------ GIVEN PASSAGE

Sometimes the best way to get a fresh take on a product’s design is to take a step back and break it down into its component parts. This approach allows a thorough assessment of the potential for minimising the use of raw materials at every step.
On review, it is often found that components, such as fasteners, can be eliminated completely by adjusting the initial design - without affecting the product’s overall form or function.
Breaking a product down in this way becomes an important first step for many businesses considering how to improve their product design. And it is the approach adopted by Envirowise at its ‘product dismantling’ workshops.
Envirowise has used its expertise to help increasing numbers of businesses over the last few years, helping to cater for a rising demand for more environmentally friendly product
designs.
Another key driver has been the persistent rise in the cost of raw materials. UK manufacturers cannot continue to pass on higher costs to the customer without eventually losing market share – hence the need to seek more sustainable techniques for minimising the use of raw materials.
By identifying waste at all stages of the manufacturing process, from design and procurement through to assembly, packaging and transport, a company can often identify significant cost efficiencies as well as opportunities to innovate.

------------
------ MATERIAL PROVIDED

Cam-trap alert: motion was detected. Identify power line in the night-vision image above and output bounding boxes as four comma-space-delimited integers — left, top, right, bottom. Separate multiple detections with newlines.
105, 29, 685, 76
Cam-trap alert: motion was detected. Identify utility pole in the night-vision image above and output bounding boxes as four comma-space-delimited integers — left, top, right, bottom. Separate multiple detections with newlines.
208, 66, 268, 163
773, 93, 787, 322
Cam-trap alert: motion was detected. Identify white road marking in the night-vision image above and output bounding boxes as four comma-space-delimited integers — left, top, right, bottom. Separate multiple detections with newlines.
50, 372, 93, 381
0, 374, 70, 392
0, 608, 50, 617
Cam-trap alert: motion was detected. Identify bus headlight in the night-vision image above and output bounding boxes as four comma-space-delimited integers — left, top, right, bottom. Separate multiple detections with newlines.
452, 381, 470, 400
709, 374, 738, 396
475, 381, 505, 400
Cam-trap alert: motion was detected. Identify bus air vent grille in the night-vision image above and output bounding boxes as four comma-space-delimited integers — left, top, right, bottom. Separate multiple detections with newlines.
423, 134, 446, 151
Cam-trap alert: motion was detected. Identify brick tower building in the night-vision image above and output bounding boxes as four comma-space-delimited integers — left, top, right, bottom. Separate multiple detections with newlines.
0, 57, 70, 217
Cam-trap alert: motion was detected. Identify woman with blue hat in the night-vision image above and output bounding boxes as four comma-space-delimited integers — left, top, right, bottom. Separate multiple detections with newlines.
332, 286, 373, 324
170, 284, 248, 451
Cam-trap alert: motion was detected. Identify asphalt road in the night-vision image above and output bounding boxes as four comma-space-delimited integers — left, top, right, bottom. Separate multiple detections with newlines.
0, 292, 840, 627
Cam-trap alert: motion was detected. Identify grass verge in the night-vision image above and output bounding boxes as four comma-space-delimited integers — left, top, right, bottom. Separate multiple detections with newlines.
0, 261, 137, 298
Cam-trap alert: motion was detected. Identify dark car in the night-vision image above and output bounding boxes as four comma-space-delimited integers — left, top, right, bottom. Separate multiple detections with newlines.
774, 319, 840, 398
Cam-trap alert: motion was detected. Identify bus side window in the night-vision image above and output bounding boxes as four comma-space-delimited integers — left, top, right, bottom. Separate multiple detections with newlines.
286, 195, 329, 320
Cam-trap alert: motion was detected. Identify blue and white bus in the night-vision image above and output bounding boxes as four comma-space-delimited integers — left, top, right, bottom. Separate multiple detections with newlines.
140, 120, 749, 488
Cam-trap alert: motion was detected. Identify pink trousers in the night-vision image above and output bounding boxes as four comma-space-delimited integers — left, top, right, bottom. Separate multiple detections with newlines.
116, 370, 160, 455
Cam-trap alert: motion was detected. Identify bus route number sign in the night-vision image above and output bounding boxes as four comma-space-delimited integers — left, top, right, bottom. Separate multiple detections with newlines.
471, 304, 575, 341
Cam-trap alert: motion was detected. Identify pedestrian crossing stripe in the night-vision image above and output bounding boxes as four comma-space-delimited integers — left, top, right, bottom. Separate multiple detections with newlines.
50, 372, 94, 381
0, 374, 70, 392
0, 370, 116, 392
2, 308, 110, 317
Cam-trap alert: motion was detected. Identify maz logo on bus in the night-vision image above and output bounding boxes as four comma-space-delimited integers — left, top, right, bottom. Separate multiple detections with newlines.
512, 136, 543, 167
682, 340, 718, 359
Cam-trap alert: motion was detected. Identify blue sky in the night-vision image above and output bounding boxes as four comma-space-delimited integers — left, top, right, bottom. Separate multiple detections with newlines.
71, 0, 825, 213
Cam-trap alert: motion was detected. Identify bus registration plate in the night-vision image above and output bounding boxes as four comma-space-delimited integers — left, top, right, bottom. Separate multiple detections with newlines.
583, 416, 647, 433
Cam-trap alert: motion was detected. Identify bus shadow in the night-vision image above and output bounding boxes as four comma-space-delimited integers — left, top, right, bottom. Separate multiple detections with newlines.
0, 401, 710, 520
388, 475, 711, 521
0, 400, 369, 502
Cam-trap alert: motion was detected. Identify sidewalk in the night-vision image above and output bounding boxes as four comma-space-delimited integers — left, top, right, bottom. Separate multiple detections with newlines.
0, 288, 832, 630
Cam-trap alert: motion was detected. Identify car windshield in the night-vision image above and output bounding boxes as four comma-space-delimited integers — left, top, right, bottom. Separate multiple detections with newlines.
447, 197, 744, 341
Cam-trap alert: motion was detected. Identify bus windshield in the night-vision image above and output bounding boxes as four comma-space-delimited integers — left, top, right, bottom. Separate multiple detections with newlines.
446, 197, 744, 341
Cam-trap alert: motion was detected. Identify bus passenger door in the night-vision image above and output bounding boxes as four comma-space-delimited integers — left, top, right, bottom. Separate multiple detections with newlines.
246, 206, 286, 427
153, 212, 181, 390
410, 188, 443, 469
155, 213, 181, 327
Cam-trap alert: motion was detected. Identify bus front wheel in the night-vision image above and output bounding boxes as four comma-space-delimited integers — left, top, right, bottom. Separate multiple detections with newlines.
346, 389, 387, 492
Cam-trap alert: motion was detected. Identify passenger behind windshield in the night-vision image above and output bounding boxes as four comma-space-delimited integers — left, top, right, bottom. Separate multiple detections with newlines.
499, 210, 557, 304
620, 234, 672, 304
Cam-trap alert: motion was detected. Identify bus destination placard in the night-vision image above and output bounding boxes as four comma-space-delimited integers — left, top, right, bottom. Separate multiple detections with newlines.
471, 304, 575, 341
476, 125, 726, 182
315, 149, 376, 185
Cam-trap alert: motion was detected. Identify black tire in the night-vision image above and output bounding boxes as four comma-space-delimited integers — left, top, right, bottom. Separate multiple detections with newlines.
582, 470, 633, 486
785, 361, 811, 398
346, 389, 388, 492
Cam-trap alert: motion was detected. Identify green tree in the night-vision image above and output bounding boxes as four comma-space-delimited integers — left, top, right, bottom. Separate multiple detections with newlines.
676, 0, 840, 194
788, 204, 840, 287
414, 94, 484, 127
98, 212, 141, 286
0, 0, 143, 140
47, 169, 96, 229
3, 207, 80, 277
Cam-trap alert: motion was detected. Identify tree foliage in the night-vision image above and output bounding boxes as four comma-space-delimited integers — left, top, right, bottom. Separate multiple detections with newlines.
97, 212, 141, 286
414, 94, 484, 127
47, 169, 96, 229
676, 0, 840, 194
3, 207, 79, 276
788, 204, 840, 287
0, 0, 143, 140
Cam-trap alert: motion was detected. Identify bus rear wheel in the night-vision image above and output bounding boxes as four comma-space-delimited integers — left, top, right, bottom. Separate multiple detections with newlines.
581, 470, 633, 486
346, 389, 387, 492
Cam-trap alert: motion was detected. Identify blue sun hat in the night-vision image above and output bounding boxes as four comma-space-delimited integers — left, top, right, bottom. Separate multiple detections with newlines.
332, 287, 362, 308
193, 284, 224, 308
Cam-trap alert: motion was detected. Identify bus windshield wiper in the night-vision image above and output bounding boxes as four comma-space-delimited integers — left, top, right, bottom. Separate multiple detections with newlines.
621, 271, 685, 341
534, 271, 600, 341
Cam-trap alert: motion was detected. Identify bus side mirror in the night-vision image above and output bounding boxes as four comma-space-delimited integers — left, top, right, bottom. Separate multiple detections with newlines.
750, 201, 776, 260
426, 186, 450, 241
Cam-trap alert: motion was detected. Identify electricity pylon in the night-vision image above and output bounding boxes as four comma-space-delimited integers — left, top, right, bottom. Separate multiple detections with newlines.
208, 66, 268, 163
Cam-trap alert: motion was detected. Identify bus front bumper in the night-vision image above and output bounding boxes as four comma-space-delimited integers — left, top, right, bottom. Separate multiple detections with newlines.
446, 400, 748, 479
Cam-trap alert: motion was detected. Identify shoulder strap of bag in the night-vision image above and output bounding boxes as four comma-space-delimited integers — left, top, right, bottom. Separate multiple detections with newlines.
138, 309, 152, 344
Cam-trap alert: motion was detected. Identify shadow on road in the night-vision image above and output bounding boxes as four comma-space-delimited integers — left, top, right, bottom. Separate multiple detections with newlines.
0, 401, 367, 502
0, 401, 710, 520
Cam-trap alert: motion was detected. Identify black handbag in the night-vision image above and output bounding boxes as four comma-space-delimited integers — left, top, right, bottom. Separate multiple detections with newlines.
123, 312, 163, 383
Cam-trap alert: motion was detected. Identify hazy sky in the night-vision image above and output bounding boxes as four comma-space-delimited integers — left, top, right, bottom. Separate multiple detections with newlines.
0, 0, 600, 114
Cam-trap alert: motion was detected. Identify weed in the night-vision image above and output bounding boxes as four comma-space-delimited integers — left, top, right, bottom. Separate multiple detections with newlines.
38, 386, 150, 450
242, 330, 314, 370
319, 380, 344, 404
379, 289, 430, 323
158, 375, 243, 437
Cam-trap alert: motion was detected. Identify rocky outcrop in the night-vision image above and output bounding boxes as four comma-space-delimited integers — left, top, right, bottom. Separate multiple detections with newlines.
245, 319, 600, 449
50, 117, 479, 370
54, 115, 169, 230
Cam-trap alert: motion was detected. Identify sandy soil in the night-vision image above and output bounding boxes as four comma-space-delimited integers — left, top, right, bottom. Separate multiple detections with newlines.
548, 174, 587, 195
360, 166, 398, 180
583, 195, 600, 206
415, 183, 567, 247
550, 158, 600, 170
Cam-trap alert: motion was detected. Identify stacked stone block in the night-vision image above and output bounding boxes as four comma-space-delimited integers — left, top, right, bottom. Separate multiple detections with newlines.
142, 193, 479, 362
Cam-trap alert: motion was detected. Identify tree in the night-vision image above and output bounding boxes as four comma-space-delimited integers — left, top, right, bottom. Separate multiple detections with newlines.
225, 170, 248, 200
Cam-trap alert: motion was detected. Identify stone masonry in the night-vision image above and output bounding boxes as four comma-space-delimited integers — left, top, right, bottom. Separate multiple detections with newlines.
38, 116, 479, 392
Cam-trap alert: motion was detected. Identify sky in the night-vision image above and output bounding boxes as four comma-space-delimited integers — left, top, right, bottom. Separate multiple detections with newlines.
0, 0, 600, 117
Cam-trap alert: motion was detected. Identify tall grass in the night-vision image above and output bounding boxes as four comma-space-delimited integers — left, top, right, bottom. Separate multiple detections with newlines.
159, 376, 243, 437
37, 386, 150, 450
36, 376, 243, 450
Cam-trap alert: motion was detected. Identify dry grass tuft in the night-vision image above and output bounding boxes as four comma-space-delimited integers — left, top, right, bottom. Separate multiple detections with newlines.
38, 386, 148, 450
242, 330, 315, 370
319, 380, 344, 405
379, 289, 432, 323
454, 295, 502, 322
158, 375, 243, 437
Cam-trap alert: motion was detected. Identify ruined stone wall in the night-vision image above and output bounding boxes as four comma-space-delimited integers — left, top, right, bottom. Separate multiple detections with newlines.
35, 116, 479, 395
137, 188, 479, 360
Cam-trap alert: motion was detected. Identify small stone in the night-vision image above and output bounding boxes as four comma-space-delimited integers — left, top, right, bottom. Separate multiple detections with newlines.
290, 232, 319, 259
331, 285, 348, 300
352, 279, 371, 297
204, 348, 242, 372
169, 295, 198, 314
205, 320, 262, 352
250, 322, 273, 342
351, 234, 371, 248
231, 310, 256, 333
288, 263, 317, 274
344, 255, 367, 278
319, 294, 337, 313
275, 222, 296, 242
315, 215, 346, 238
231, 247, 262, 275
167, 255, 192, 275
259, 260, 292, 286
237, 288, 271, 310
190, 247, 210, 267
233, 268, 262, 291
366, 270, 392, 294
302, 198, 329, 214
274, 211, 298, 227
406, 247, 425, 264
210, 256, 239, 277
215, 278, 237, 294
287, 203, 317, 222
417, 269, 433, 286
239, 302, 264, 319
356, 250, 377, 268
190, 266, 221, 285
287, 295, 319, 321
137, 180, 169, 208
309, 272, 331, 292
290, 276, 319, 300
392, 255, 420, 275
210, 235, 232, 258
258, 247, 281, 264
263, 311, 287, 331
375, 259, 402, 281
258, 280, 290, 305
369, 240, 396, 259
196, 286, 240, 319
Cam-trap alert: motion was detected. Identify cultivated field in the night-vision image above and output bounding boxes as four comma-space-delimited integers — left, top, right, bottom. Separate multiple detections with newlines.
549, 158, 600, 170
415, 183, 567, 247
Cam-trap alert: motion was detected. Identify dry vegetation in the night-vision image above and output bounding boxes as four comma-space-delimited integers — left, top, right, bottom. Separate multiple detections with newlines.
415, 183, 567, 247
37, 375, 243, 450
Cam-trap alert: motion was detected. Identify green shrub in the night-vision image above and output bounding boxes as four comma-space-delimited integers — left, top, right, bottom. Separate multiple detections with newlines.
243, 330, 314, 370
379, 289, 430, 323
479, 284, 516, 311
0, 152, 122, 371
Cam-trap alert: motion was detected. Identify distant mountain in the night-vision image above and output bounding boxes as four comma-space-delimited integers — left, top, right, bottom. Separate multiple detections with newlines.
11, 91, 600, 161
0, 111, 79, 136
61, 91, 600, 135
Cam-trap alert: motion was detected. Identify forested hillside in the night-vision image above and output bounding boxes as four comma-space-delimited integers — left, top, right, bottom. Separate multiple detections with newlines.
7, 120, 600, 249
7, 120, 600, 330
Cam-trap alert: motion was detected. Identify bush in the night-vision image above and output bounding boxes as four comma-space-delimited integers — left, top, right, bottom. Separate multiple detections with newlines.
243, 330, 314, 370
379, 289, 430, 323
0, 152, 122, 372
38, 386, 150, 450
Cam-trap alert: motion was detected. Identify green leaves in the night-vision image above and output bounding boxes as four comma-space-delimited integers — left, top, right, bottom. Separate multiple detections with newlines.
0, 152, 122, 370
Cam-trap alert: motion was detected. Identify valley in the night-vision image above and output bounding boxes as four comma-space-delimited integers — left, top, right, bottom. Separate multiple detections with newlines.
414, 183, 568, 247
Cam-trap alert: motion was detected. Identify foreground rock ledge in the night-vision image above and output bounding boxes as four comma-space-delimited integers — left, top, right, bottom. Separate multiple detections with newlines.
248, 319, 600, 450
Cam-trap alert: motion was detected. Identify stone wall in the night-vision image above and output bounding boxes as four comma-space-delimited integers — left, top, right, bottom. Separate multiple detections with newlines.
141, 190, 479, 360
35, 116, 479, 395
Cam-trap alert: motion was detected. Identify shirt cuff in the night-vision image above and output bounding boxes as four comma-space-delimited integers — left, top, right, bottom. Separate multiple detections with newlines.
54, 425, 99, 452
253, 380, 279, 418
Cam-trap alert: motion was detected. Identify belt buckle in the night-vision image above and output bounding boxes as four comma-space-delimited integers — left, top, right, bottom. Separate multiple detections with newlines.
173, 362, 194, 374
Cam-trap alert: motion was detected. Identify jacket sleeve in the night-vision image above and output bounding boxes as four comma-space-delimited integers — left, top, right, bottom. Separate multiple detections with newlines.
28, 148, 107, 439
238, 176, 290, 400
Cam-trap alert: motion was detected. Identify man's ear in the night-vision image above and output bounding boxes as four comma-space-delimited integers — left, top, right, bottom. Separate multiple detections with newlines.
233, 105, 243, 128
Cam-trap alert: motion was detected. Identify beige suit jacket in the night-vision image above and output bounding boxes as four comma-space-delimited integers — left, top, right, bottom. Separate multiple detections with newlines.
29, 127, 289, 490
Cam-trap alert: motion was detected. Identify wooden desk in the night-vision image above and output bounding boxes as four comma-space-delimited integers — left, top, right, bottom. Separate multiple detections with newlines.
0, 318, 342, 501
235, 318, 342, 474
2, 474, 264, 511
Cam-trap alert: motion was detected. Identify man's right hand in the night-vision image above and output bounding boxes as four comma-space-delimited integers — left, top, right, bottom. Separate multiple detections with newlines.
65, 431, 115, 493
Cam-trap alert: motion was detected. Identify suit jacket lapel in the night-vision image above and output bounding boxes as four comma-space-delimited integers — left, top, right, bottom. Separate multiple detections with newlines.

------------

*SET EXERCISE 1:* List the stages of the manufacturing process that the product design passage names as places to identify waste.
*SET EXERCISE 2:* Carry on the product design passage from its last sentence.

*EXPECTED ANSWER 1:* design, procurement, assembly, packaging, transport

*EXPECTED ANSWER 2:*
One strand of this ‘clean design’ that is rapidly gaining interest in academic and business arenas is ‘design for disassembly’, which promotes product design with its eventual separation and re-use in mind.
In particular, ‘active’ disassembly refers to the ability to rapidly disassemble complex products into their component parts through the use of heat, vibration, water or other triggers – without the need for manual separation or destruction of some parts.
Research in this area is dominated by Brunel University and has included such ideas as, the use of capped screws on a games console which could be triggered and released by exposure to hot air. This allows the product to be disassembled quickly whilst limiting damage to the component parts.
However, it also highlights the need for a new ‘disassembly’ infrastructure to accompany the development of these new technologies.
While active disassembly is not currently a viable or affordable process for the majority of businesses, ongoing research will provide valuable insight into how early design considerations can influence the way a product is broken-down and re-used at its end of life. It is also a movement that is gaining momentum now the WEEE Directive has come into force.
For example, a recent DTI funded, fact finding mission to Europe found the ‘clean’ separation and recovery of WEEE components was going to be paramount in helping to achieve the UK’s challenging recovery targets.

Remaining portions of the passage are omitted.